(Data listing)
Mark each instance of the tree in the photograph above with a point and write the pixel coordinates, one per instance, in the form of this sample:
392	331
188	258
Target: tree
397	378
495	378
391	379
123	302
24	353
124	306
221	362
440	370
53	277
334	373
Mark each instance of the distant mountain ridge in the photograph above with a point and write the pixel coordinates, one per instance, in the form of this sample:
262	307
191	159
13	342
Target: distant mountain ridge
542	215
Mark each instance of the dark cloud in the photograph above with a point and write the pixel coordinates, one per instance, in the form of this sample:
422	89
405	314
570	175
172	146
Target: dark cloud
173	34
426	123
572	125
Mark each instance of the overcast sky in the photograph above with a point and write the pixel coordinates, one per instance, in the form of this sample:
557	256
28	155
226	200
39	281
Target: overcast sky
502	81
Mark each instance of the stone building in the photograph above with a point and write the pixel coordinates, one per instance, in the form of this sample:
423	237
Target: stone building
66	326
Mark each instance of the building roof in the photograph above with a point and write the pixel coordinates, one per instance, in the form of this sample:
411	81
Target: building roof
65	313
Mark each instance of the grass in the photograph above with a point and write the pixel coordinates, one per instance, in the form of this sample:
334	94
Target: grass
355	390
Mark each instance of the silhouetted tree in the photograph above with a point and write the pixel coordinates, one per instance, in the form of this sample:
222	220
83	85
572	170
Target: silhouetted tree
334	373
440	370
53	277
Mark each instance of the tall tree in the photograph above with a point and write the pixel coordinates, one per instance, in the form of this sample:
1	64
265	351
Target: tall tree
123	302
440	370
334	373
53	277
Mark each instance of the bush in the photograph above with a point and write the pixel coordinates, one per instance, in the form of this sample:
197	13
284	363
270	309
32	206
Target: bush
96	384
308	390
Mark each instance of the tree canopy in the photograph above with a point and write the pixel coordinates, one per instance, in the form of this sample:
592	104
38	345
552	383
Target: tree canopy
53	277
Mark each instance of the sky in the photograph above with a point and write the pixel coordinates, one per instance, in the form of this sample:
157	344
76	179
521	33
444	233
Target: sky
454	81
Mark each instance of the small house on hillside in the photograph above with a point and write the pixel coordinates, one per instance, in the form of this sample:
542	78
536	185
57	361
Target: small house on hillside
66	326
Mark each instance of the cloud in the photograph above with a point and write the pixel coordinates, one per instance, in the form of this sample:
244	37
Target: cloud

WHAT NEEDS TO BE DONE: Copy every line of the records above again, with no changes.

REPLY:
Mark each instance of the tree in the photograph above with a point and write the pixel coordinates, one per instance, in the form of this sample:
392	331
188	258
Target: tree
397	378
495	378
391	379
123	302
24	353
124	306
221	362
440	370
53	277
334	373
Mark each instance of the distant mountain ridge in the photograph above with a point and write the pixel coordinates, one per instance, in the form of this sample:
262	307
191	159
13	342
Target: distant mountain ridge
542	215
Mark each instance of the dark cloud in the photograph above with a point and write the pixel coordinates, one per instance, in the form of this sample:
422	89
405	314
570	175
172	146
Target: dark cloud
173	34
426	123
572	125
Mark each instance of the overcast sky in the photograph above with a point and write the pixel coordinates, one per instance, in the form of this sample:
557	256
28	155
226	200
39	281
Target: overcast sky
502	81
Mark each instance of the stone building in the photograph above with a point and write the pixel coordinates, one per instance, in the form of this sample:
423	237
Target: stone building
66	326
Mark each instance of the building roof in the photograph above with a point and write the pixel coordinates, one per instance, in the form of this sample:
411	81
Target: building roof
65	313
Mark each instance of the grass in the photograph above with a point and write the pixel coordinates, one per instance, in the form of this sample:
334	94
Target: grass
355	390
Mark each instance of the silhouetted tree in the photograph above with a point and write the pixel coordinates, one per instance, in the form of this sample:
222	220
83	85
572	170
Target: silhouetted tree
334	373
440	370
53	277
Mark each instance of the tall tree in the photograph above with a point and write the pixel coordinates, one per instance, in the form of this sample:
1	64
265	351
Target: tall tree
123	302
440	370
334	373
53	277
Mark each instance of the bush in the photograph above with a point and write the pixel coordinates, one per instance, in the form of this sample:
197	13
284	363
270	309
32	206
Target: bush
96	384
308	390
Mark each instance of the tree canopy in the photograph above with a point and write the pixel coordinates, one per instance, in the form of this sample:
592	104
38	345
552	383
Target: tree canopy
53	277
Mark each instance of the sky in the photograph above with a point and write the pixel coordinates, one per instance, in the form of this sample:
157	344
76	179
521	33
444	233
Target: sky
454	81
Mark each instance of the small house on hillside in the photograph above with a point and write the pixel coordinates, one per instance, in the form of this sample:
542	78
536	185
57	361
Target: small house on hillside
66	326
Mark each instance of the cloud in the photograph above with a point and write the pixel coordinates, one per instance, in the form of this sample:
244	37
Target: cloud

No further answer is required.